Direction ▸ Your task is to copy every line of this material exactly.

◇ ◇ ◇

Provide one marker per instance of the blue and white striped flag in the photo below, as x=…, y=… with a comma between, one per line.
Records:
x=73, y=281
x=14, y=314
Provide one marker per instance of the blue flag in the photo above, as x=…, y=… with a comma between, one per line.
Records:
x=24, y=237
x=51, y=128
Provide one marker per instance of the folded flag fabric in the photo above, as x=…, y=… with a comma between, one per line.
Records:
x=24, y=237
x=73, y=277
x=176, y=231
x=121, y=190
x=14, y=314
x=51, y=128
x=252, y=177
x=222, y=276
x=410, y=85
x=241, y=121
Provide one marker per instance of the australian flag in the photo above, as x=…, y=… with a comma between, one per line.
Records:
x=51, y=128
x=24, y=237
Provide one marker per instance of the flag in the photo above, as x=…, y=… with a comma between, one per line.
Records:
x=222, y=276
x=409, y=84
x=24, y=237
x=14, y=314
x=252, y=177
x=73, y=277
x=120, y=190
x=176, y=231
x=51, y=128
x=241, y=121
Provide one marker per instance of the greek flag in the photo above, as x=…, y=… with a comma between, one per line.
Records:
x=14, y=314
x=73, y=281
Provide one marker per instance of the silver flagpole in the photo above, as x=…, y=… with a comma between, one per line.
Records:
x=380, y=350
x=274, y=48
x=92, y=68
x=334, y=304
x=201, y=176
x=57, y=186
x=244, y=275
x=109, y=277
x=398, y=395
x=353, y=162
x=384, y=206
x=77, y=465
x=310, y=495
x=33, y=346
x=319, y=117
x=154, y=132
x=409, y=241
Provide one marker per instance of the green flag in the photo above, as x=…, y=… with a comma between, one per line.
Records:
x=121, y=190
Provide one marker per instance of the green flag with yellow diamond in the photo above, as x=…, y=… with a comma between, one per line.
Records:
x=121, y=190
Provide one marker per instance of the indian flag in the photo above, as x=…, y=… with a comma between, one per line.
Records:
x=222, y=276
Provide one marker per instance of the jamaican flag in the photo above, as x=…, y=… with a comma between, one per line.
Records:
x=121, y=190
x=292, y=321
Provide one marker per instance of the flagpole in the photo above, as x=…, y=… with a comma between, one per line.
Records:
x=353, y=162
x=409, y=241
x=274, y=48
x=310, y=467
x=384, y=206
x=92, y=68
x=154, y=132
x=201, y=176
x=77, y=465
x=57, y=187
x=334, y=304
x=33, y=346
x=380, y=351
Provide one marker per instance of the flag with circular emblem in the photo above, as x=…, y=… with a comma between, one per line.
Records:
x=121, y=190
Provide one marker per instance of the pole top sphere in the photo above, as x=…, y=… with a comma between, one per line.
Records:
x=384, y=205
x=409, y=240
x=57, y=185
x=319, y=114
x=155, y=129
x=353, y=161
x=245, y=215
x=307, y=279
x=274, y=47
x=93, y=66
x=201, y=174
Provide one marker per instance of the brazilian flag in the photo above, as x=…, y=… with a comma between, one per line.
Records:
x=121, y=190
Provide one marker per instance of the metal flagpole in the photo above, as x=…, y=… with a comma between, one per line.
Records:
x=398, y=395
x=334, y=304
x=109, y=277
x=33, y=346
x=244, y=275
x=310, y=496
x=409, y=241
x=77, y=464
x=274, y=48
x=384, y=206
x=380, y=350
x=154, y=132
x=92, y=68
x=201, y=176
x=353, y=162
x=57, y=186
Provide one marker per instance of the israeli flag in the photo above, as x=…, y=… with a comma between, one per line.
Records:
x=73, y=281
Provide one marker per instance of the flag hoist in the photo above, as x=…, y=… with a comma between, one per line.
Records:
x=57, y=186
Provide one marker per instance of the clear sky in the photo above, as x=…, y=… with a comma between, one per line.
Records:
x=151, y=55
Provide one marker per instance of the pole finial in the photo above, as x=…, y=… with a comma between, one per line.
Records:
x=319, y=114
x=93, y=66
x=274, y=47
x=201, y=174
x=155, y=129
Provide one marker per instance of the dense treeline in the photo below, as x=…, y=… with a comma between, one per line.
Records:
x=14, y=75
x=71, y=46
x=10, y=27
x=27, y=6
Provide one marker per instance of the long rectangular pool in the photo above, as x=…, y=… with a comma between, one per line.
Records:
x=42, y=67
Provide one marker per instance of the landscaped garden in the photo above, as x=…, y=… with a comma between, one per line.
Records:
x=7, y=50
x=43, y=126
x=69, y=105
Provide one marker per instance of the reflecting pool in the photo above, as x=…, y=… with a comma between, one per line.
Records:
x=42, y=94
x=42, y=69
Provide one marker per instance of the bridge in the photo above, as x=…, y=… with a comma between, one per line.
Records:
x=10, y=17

◇ ◇ ◇

Reply ▸
Provide one marker per instance of the blue and white striped flag in the photo below, as x=…, y=… with a comma between, one per line.
Records:
x=73, y=281
x=14, y=314
Provide one marker per instance of the blue flag in the photo above, as x=…, y=… with a comma between, one per line.
Records:
x=24, y=237
x=51, y=128
Provide one marker per instance of the folded flag fabric in the photo above, as x=…, y=… with a comma between, one per line.
Records:
x=24, y=237
x=73, y=277
x=176, y=231
x=121, y=190
x=14, y=314
x=51, y=128
x=252, y=177
x=222, y=276
x=410, y=85
x=241, y=121
Provide one marker per instance of the australian flag in the photo above, as x=…, y=… with a comma between, one per line.
Records:
x=51, y=128
x=24, y=237
Provide one marker per instance of the flag in the photo above, as x=…, y=… with a comma between, one per line.
Records:
x=222, y=276
x=409, y=84
x=24, y=237
x=14, y=314
x=252, y=177
x=73, y=277
x=120, y=190
x=176, y=231
x=51, y=128
x=241, y=121
Provide one marker per instance of the greek flag in the photo above, as x=…, y=… with a comma between, one per line.
Records:
x=14, y=314
x=73, y=281
Provide one marker per instance of the silver flagpole in the photo above, as x=…, y=… with a comma between, one per line.
Records:
x=380, y=350
x=274, y=48
x=92, y=68
x=334, y=304
x=201, y=176
x=57, y=186
x=244, y=275
x=109, y=277
x=398, y=395
x=353, y=162
x=384, y=206
x=77, y=465
x=310, y=495
x=33, y=346
x=319, y=117
x=154, y=132
x=409, y=241
Provide one marker per instance of the green flag in the photo above, as x=…, y=… with a comma between, one per line.
Records:
x=121, y=190
Provide one marker per instance of the green flag with yellow diamond in the photo above, as x=…, y=… with a comma between, one per line.
Records:
x=121, y=190
Provide one marker per instance of the indian flag in the photo above, as x=…, y=… with a comma between, one per line.
Records:
x=222, y=276
Provide one marker per instance of the jamaican flag in the photo above, as x=…, y=… with a comma between, one per line.
Records:
x=121, y=190
x=292, y=321
Provide one marker per instance of the flagpole in the photo above, as x=…, y=… with a comma between, one per line.
Records:
x=353, y=162
x=409, y=241
x=274, y=48
x=310, y=467
x=384, y=206
x=92, y=68
x=154, y=132
x=201, y=176
x=77, y=465
x=57, y=187
x=334, y=304
x=33, y=346
x=380, y=351
Provide one marker per instance of the flag with circular emblem in the photo above, as x=…, y=… with a comma between, one per line.
Records:
x=121, y=190
Provide one marker per instance of the pole top sphere in the photo above, as x=…, y=… with a comma between, one per line.
Records:
x=384, y=205
x=409, y=240
x=57, y=185
x=319, y=114
x=155, y=129
x=353, y=161
x=245, y=215
x=307, y=279
x=274, y=47
x=93, y=66
x=201, y=174
Provide one marker per instance of the brazilian flag in the photo above, as x=…, y=… with a comma between, one per line.
Records:
x=121, y=190
Provide one marker per instance of the metal flagpole in the photo above, as x=…, y=… with a comma between, one per line.
Records:
x=398, y=395
x=334, y=304
x=109, y=277
x=33, y=346
x=244, y=275
x=310, y=496
x=409, y=241
x=77, y=464
x=274, y=48
x=384, y=206
x=380, y=350
x=154, y=132
x=92, y=68
x=201, y=176
x=353, y=162
x=57, y=186
Provide one marker per instance of the israeli flag in the photo above, as x=…, y=… with a comma between, one per line.
Records:
x=73, y=281
Provide one marker per instance of the flag hoist in the photo above, as x=…, y=… with a comma between, one per line.
Records:
x=57, y=186
Provide one marker per instance of the clear sky in the photo above, as x=…, y=… with a comma between, one per line.
Records:
x=151, y=55
Provide one marker per instance of the pole finial in the photo above, as x=…, y=… with a comma between, one per line.
Records:
x=319, y=114
x=93, y=66
x=274, y=47
x=201, y=174
x=155, y=129
Provide one marker per instance of the dense treeline in the photo below, as x=…, y=… with a comma between, one per line.
Records:
x=14, y=75
x=71, y=46
x=10, y=27
x=27, y=6
Provide one marker per instance of the long rectangular pool in the photo above, as x=…, y=… with a comma between, one per line.
Records:
x=42, y=67
Provide one marker per instance of the landscaped garden in the photo above, as x=…, y=… with a comma between, one per line.
Records:
x=7, y=50
x=43, y=126
x=69, y=105
Provide one marker per instance of the reflecting pool in the photo above, as x=…, y=… with a comma between, one per line.
Records:
x=42, y=94
x=42, y=69
Provide one marker per instance of the bridge in the photo above, as x=…, y=… with a comma between, one per line.
Records:
x=10, y=17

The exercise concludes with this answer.